> Exercise instructions: Only the pictures are left out: repeat the rest of the entries exactly.

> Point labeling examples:
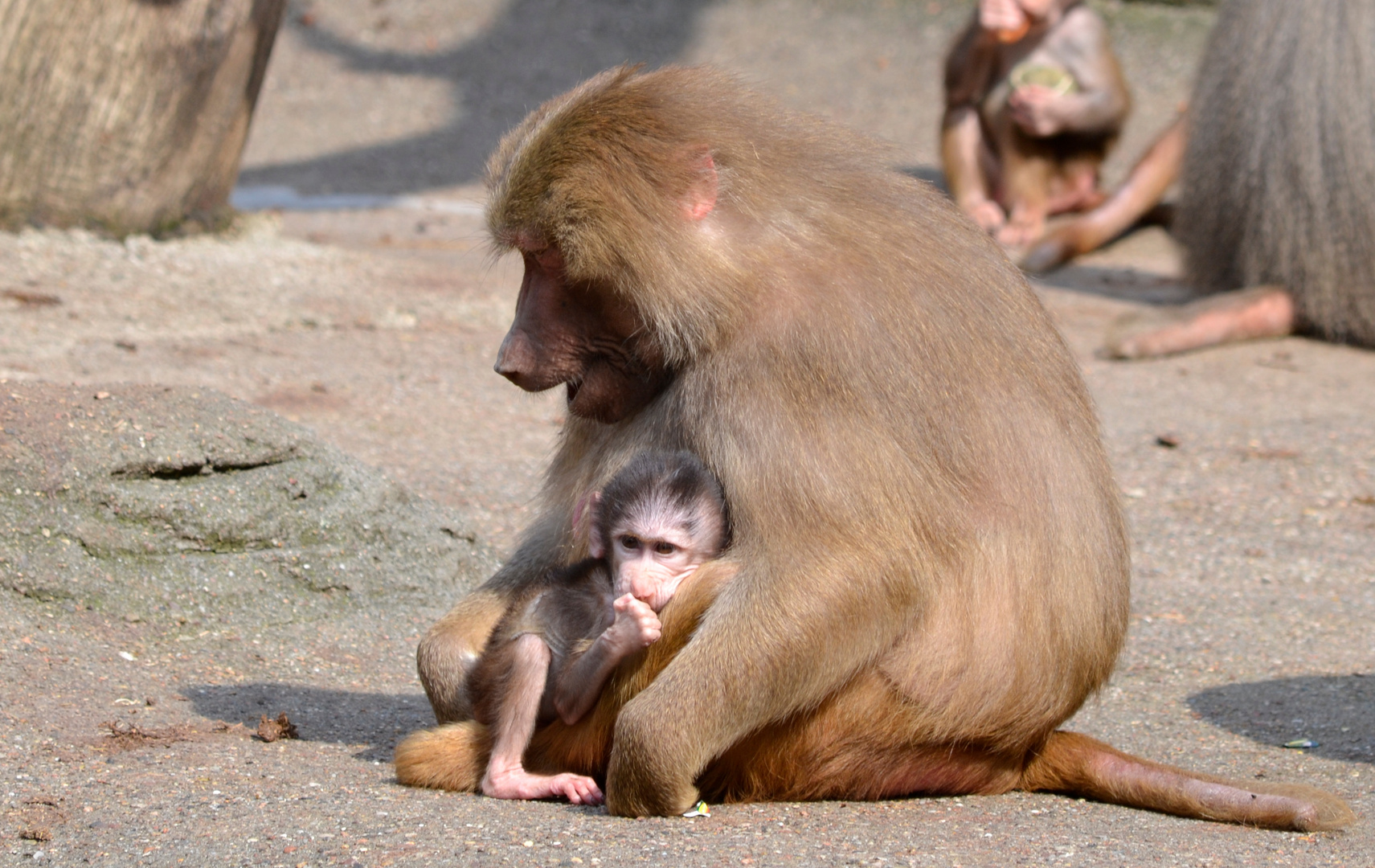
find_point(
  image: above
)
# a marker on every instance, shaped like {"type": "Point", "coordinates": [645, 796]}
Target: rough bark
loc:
{"type": "Point", "coordinates": [127, 114]}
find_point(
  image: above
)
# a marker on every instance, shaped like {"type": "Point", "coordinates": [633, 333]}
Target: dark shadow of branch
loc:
{"type": "Point", "coordinates": [321, 714]}
{"type": "Point", "coordinates": [535, 50]}
{"type": "Point", "coordinates": [1334, 711]}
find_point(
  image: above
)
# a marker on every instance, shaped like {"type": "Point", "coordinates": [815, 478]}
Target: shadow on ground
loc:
{"type": "Point", "coordinates": [1121, 284]}
{"type": "Point", "coordinates": [1336, 711]}
{"type": "Point", "coordinates": [535, 50]}
{"type": "Point", "coordinates": [342, 717]}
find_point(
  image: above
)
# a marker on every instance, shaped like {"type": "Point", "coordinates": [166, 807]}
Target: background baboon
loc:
{"type": "Point", "coordinates": [928, 568]}
{"type": "Point", "coordinates": [657, 522]}
{"type": "Point", "coordinates": [1278, 183]}
{"type": "Point", "coordinates": [1034, 98]}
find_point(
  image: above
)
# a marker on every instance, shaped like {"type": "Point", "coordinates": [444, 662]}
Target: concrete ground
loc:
{"type": "Point", "coordinates": [1247, 473]}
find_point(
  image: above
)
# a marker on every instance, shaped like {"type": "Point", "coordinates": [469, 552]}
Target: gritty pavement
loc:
{"type": "Point", "coordinates": [129, 736]}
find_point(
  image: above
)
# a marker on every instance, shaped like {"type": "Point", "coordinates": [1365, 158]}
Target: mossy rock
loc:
{"type": "Point", "coordinates": [178, 504]}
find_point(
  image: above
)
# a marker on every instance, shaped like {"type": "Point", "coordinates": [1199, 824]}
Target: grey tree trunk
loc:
{"type": "Point", "coordinates": [127, 116]}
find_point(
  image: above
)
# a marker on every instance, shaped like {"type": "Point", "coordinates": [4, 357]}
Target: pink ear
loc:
{"type": "Point", "coordinates": [702, 193]}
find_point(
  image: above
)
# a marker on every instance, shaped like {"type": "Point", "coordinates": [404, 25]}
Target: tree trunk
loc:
{"type": "Point", "coordinates": [127, 116]}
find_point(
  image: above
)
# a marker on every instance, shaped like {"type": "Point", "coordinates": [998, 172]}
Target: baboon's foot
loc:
{"type": "Point", "coordinates": [1262, 311]}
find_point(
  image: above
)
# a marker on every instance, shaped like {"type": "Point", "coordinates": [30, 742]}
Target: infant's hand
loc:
{"type": "Point", "coordinates": [636, 624]}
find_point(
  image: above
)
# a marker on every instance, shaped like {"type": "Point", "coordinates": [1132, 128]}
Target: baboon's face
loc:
{"type": "Point", "coordinates": [582, 336]}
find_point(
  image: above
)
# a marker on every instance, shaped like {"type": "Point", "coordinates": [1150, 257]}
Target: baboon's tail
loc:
{"type": "Point", "coordinates": [448, 757]}
{"type": "Point", "coordinates": [1078, 765]}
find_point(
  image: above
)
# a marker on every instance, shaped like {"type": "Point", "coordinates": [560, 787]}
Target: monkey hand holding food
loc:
{"type": "Point", "coordinates": [1034, 100]}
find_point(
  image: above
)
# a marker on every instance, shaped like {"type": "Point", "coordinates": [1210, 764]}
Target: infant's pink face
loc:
{"type": "Point", "coordinates": [1013, 15]}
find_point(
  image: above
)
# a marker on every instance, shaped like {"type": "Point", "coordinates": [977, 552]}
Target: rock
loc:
{"type": "Point", "coordinates": [185, 504]}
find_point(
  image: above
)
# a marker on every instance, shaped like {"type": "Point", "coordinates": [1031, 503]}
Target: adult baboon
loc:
{"type": "Point", "coordinates": [1034, 98]}
{"type": "Point", "coordinates": [928, 568]}
{"type": "Point", "coordinates": [1278, 182]}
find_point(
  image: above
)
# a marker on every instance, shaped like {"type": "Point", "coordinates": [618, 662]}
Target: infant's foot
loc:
{"type": "Point", "coordinates": [520, 784]}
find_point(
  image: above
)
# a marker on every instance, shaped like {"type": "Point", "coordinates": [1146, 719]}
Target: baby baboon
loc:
{"type": "Point", "coordinates": [652, 526]}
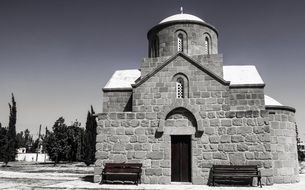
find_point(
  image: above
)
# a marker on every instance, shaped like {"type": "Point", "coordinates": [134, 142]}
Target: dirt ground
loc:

> The completed task:
find_point(
  image: above
)
# a marker on every instance, shaped like {"type": "Point", "coordinates": [645, 796]}
Target: rough bark
loc:
{"type": "Point", "coordinates": [127, 114]}
find_point(
  image: above
)
# a marker on every instance, shaped like {"type": "Point", "coordinates": [633, 333]}
Target: dark shadow of branch
loc:
{"type": "Point", "coordinates": [321, 714]}
{"type": "Point", "coordinates": [535, 50]}
{"type": "Point", "coordinates": [1334, 711]}
find_point(
  image: above
)
# a marker on every instance, shaped like {"type": "Point", "coordinates": [815, 478]}
Target: shadow on ground
loc:
{"type": "Point", "coordinates": [1121, 284]}
{"type": "Point", "coordinates": [1336, 711]}
{"type": "Point", "coordinates": [535, 50]}
{"type": "Point", "coordinates": [342, 717]}
find_point(
  image: above
)
# a marker on every instance, shaped like {"type": "Point", "coordinates": [166, 807]}
Target: background baboon
loc:
{"type": "Point", "coordinates": [928, 568]}
{"type": "Point", "coordinates": [657, 522]}
{"type": "Point", "coordinates": [1278, 183]}
{"type": "Point", "coordinates": [1034, 98]}
find_point(
  image: above
)
# a marker on every instance, shaped like {"type": "Point", "coordinates": [444, 662]}
Target: concrete ground
loc:
{"type": "Point", "coordinates": [1247, 473]}
find_point(
  image: above
)
# a marker on every instance, shaped like {"type": "Point", "coordinates": [469, 552]}
Target: gritty pavement
loc:
{"type": "Point", "coordinates": [129, 736]}
find_point(
  image: above
)
# a marker on every instance, shaped like {"type": "Point", "coordinates": [1365, 158]}
Target: mossy rock
loc:
{"type": "Point", "coordinates": [178, 504]}
find_point(
  image: above
)
# a marker on every instance, shaped like {"type": "Point", "coordinates": [1199, 824]}
Target: grey tree trunk
loc:
{"type": "Point", "coordinates": [127, 116]}
find_point(
  image: above
)
# a marker on every instance, shaped like {"type": "Point", "coordinates": [4, 357]}
Target: pink ear
loc:
{"type": "Point", "coordinates": [702, 193]}
find_point(
  image: above
)
# a marker on every instance, shaped like {"type": "Point", "coordinates": [404, 25]}
Target: tree trunk
loc:
{"type": "Point", "coordinates": [127, 116]}
find_point(
  image: above
)
# a marker on every instance, shaped like {"type": "Point", "coordinates": [998, 172]}
Target: baboon's foot
loc:
{"type": "Point", "coordinates": [1262, 311]}
find_point(
  image: above
)
# a marker on every instance, shaped like {"type": "Point", "coordinates": [30, 742]}
Target: infant's hand
loc:
{"type": "Point", "coordinates": [636, 624]}
find_point(
  image: above
)
# a marker on every instance, shaped like {"type": "Point", "coordinates": [1132, 128]}
Target: baboon's face
loc:
{"type": "Point", "coordinates": [582, 336]}
find_point(
  image: above
)
# a marker on every instance, shaped like {"type": "Point", "coordinates": [1150, 257]}
Target: baboon's tail
loc:
{"type": "Point", "coordinates": [448, 757]}
{"type": "Point", "coordinates": [1078, 765]}
find_point(
  image: above
)
# a marker on every instance, shaped like {"type": "Point", "coordinates": [560, 787]}
Target: monkey hand holding food
loc:
{"type": "Point", "coordinates": [1034, 100]}
find_point(
  image: above
)
# a marker on every instance, shaped like {"type": "Point", "coordinates": [1210, 764]}
Target: infant's pink face
loc:
{"type": "Point", "coordinates": [1013, 15]}
find_point(
  image: above
)
# a marker on every instance, shaped like {"type": "Point", "coordinates": [977, 552]}
Target: rock
loc:
{"type": "Point", "coordinates": [185, 504]}
find_point(
  image: above
)
# a marker on every instance, shaped like {"type": "Point", "coordinates": [1031, 503]}
Target: adult baboon
loc:
{"type": "Point", "coordinates": [1034, 98]}
{"type": "Point", "coordinates": [928, 568]}
{"type": "Point", "coordinates": [1278, 182]}
find_point(
  image: above
)
# a marker on every instance, shaped like {"type": "Point", "coordinates": [618, 662]}
Target: infant's foot
loc:
{"type": "Point", "coordinates": [520, 784]}
find_point(
  image: above
)
# a marker on every instance, shaped like {"type": "Point", "coordinates": [1146, 719]}
Target: baby baboon
loc:
{"type": "Point", "coordinates": [652, 526]}
find_point(
  image: above
)
# a marker on every instance, shaped like {"type": "Point", "coordinates": [134, 142]}
Target: dirt ground
loc:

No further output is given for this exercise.